RAW DATA =>

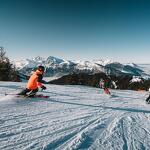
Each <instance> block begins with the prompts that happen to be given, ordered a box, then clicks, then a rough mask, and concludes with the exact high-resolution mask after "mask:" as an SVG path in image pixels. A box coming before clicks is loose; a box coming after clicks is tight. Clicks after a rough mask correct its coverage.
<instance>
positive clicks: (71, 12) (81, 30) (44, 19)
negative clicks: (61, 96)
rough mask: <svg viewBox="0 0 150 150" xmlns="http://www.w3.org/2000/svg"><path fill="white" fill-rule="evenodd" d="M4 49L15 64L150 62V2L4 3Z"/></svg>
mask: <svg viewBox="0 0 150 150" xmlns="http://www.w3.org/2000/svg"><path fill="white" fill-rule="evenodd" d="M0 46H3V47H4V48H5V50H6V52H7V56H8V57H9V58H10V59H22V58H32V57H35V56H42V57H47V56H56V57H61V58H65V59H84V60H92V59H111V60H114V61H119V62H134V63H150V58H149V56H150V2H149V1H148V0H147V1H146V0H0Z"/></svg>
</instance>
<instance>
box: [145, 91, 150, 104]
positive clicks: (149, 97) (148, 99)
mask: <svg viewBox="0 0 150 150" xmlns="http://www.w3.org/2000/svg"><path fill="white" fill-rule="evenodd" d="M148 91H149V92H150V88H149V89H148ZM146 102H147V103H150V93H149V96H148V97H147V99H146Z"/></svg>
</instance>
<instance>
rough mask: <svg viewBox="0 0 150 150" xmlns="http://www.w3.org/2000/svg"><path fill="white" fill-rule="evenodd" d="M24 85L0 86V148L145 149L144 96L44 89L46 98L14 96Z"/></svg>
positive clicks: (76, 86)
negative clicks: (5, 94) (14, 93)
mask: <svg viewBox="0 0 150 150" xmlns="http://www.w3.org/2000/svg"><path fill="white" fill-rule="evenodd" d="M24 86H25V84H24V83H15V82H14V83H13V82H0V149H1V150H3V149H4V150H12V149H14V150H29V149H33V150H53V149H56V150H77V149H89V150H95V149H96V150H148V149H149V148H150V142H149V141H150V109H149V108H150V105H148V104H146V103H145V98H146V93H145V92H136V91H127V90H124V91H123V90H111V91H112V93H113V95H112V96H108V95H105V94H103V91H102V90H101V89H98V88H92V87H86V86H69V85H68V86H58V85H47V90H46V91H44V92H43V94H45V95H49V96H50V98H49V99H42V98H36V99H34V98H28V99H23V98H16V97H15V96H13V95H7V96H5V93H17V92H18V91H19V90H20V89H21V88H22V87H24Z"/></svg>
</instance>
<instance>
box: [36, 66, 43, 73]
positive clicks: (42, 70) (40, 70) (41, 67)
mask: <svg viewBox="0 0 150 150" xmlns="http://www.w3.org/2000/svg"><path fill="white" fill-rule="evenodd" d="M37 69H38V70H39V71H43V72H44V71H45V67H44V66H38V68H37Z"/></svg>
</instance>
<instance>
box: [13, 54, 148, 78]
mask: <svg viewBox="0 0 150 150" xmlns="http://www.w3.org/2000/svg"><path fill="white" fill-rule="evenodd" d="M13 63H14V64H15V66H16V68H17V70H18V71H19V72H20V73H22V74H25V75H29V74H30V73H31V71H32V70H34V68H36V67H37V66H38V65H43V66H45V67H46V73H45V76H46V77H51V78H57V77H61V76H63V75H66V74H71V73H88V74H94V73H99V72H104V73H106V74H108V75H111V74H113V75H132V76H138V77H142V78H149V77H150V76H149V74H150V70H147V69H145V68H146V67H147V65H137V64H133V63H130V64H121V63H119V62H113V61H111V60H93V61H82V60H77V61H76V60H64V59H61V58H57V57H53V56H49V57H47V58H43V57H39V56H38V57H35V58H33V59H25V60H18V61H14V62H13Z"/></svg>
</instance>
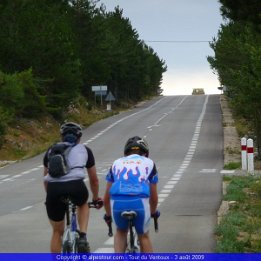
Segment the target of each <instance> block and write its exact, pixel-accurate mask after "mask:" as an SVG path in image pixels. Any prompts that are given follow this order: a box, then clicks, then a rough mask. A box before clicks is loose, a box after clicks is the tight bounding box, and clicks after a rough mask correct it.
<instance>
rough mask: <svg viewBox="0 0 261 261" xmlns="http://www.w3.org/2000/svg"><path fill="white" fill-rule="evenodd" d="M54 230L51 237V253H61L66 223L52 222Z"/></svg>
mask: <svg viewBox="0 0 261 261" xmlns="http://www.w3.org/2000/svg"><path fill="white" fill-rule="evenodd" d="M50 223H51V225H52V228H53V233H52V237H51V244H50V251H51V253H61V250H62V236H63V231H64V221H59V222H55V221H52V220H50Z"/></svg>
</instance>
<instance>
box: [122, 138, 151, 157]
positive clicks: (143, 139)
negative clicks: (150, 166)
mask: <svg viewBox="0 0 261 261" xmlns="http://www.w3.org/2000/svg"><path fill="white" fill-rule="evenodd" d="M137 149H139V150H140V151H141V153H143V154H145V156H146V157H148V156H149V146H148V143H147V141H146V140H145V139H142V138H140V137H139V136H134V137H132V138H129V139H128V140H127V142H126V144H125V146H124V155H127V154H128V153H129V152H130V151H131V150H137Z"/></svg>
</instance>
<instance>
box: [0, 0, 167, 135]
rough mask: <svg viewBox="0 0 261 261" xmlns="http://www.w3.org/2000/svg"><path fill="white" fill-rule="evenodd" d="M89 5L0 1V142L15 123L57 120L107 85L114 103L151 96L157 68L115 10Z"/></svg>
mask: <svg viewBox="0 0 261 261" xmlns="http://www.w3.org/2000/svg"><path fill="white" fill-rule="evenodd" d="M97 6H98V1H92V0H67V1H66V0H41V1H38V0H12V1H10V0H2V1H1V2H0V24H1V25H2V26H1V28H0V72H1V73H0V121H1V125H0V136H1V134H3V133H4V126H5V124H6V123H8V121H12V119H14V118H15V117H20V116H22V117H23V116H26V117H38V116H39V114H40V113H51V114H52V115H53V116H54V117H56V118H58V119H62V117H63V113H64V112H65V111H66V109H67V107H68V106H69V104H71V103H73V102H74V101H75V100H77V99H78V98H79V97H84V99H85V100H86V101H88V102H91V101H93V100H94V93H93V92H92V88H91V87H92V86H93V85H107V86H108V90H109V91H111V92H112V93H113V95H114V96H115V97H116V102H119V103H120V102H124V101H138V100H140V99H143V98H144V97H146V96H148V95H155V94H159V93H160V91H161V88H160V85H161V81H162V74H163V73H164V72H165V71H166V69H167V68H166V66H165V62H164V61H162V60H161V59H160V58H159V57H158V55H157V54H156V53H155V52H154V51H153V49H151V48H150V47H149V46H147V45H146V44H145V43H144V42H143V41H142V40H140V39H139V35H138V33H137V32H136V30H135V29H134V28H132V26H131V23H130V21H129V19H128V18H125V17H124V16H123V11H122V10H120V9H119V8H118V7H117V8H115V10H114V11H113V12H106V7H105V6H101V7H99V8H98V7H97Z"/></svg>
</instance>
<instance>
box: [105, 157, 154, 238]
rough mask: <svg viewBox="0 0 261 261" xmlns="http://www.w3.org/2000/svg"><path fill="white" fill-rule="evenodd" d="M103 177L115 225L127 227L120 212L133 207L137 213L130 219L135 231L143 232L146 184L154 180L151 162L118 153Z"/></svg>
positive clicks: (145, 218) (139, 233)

EXERCISE INSTRUCTIONS => Recast every line of the entries above as a numbered list, skipping blank lines and leaving out the pictures.

COMPLETED TASK =>
1. Each <instance> block begins with the prompts that happen to be given, ordered a box, then clicks, then a rough mask, and concludes with the exact high-resolution mask after "mask:" as an SVG path in image pixels. A box coming before clicks is loose; a box coming after clicks is tight. Clicks after a rough mask correct its coverage.
2. <instance>
3. positive clicks: (71, 12) (81, 30) (44, 19)
4. negative clicks: (61, 96)
5. rough mask: <svg viewBox="0 0 150 150" xmlns="http://www.w3.org/2000/svg"><path fill="white" fill-rule="evenodd" d="M4 49L15 64L150 62V2L4 3Z"/></svg>
6. mask: <svg viewBox="0 0 150 150" xmlns="http://www.w3.org/2000/svg"><path fill="white" fill-rule="evenodd" d="M0 46H3V47H4V48H5V50H6V52H7V56H8V57H9V58H10V59H22V58H32V57H35V56H42V57H47V56H56V57H61V58H65V59H84V60H92V59H111V60H114V61H119V62H134V63H150V58H149V56H150V2H149V1H148V0H147V1H146V0H0Z"/></svg>
7. </instance>
8. <instance>
9. box: [145, 91, 150, 104]
10. positive clicks: (149, 97) (148, 99)
11. mask: <svg viewBox="0 0 150 150" xmlns="http://www.w3.org/2000/svg"><path fill="white" fill-rule="evenodd" d="M148 91H149V92H150V88H149V89H148ZM146 102H147V103H150V93H149V96H148V97H147V99H146Z"/></svg>
12. </instance>
13. <instance>
14. rough mask: <svg viewBox="0 0 150 150" xmlns="http://www.w3.org/2000/svg"><path fill="white" fill-rule="evenodd" d="M24 85L0 86V148L145 149L144 96L44 89L46 98L14 96Z"/></svg>
15. positive clicks: (76, 86)
16. negative clicks: (5, 94) (14, 93)
17. mask: <svg viewBox="0 0 150 150" xmlns="http://www.w3.org/2000/svg"><path fill="white" fill-rule="evenodd" d="M24 86H25V84H24V83H15V82H14V83H13V82H0V149H1V150H3V149H4V150H12V149H14V150H29V149H33V150H53V149H56V150H77V149H89V150H95V149H96V150H148V149H149V148H150V142H149V141H150V109H149V108H150V105H148V104H146V103H145V98H146V93H145V92H136V91H127V90H124V91H123V90H111V91H112V93H113V95H112V96H108V95H105V94H103V91H102V90H101V89H98V88H92V87H86V86H69V85H68V86H58V85H47V90H46V91H44V92H43V94H45V95H49V96H50V98H49V99H42V98H36V99H34V98H28V99H23V98H16V97H15V96H13V95H7V96H5V93H17V92H18V91H19V90H20V89H21V88H22V87H24Z"/></svg>
18. </instance>
19. <instance>
20. box: [36, 66, 43, 73]
21. positive clicks: (42, 70) (40, 70) (41, 67)
22. mask: <svg viewBox="0 0 150 150" xmlns="http://www.w3.org/2000/svg"><path fill="white" fill-rule="evenodd" d="M37 69H38V70H39V71H43V72H44V71H45V67H44V66H38V68H37Z"/></svg>
23. </instance>
24. <instance>
25. box: [13, 54, 148, 78]
26. mask: <svg viewBox="0 0 150 150" xmlns="http://www.w3.org/2000/svg"><path fill="white" fill-rule="evenodd" d="M13 63H14V64H15V66H16V68H17V70H18V71H19V72H20V73H22V74H25V75H29V74H30V73H31V71H32V70H34V68H36V67H37V66H38V65H43V66H45V67H46V73H45V76H46V77H51V78H57V77H61V76H63V75H66V74H71V73H88V74H94V73H99V72H104V73H106V74H108V75H111V74H113V75H132V76H138V77H142V78H149V77H150V76H149V74H150V70H147V69H145V68H146V67H147V65H137V64H133V63H130V64H121V63H119V62H113V61H111V60H93V61H82V60H77V61H76V60H64V59H61V58H57V57H53V56H49V57H47V58H43V57H39V56H38V57H35V58H33V59H25V60H18V61H14V62H13Z"/></svg>
27. </instance>
28. Segment the target of each <instance> block and write its exact, pixel-accurate mask after "mask:" as an SVG path in image pixels. Any prompts that are given follow this order: a box, then clicks, then a rough mask. A box before clicks is loose, a box after clicks is the tight bounding box, and clicks after a rough mask correct it.
29. <instance>
30. rough mask: <svg viewBox="0 0 261 261" xmlns="http://www.w3.org/2000/svg"><path fill="white" fill-rule="evenodd" d="M54 230L51 237V253H61L66 223L52 222Z"/></svg>
31. mask: <svg viewBox="0 0 261 261" xmlns="http://www.w3.org/2000/svg"><path fill="white" fill-rule="evenodd" d="M50 223H51V225H52V228H53V233H52V237H51V244H50V251H51V253H61V250H62V236H63V231H64V221H59V222H55V221H52V220H50Z"/></svg>
32. </instance>
33. <instance>
34. box: [122, 138, 151, 157]
35. positive clicks: (143, 139)
36. negative clicks: (150, 166)
37. mask: <svg viewBox="0 0 261 261" xmlns="http://www.w3.org/2000/svg"><path fill="white" fill-rule="evenodd" d="M137 149H139V150H140V151H141V153H143V154H145V156H146V157H148V156H149V146H148V143H147V141H146V140H145V139H142V138H140V137H139V136H134V137H132V138H129V139H128V140H127V142H126V144H125V146H124V155H127V154H128V153H129V152H130V151H131V150H137Z"/></svg>
38. </instance>
39. <instance>
40. box: [0, 0, 167, 135]
41. rough mask: <svg viewBox="0 0 261 261" xmlns="http://www.w3.org/2000/svg"><path fill="white" fill-rule="evenodd" d="M89 5L0 1V142L15 123L57 120L107 85L114 103L151 96L157 68L115 10Z"/></svg>
42. mask: <svg viewBox="0 0 261 261" xmlns="http://www.w3.org/2000/svg"><path fill="white" fill-rule="evenodd" d="M97 6H98V1H92V0H67V1H66V0H41V1H38V0H12V1H10V0H2V1H1V2H0V24H1V25H2V26H1V28H0V72H1V73H0V121H1V125H0V136H1V134H3V133H4V126H5V124H6V123H8V121H12V119H14V118H15V117H20V116H22V117H23V116H26V117H38V116H39V114H40V113H51V114H52V115H53V116H54V117H56V118H58V119H62V117H63V113H64V112H65V111H66V109H67V107H68V106H69V104H71V103H73V102H74V101H75V100H77V99H78V98H79V97H84V99H85V100H86V101H88V102H91V101H93V100H94V93H93V92H92V88H91V87H92V86H93V85H107V86H108V90H109V91H111V92H112V93H113V95H114V96H115V97H116V102H119V103H120V102H124V101H138V100H140V99H143V98H144V97H146V96H148V95H155V94H159V93H160V91H161V88H160V85H161V81H162V74H163V73H164V72H165V71H166V69H167V68H166V66H165V62H164V61H162V60H161V59H160V58H159V57H158V55H157V54H156V53H155V52H154V51H153V49H151V48H150V47H149V46H147V45H146V44H145V43H144V42H143V41H142V40H140V39H139V35H138V33H137V32H136V30H135V29H134V28H132V26H131V23H130V21H129V19H128V18H125V17H124V16H123V11H122V10H120V9H119V8H118V7H117V8H115V10H114V11H113V12H106V7H105V6H101V7H99V8H98V7H97Z"/></svg>
43. </instance>
44. <instance>
45. box: [105, 157, 154, 238]
46. rough mask: <svg viewBox="0 0 261 261" xmlns="http://www.w3.org/2000/svg"><path fill="white" fill-rule="evenodd" d="M103 177L115 225L127 227L120 212L133 207L137 213L130 219L135 231L143 232L146 184L154 180L151 162L118 153Z"/></svg>
47. positive clicks: (145, 218) (139, 233)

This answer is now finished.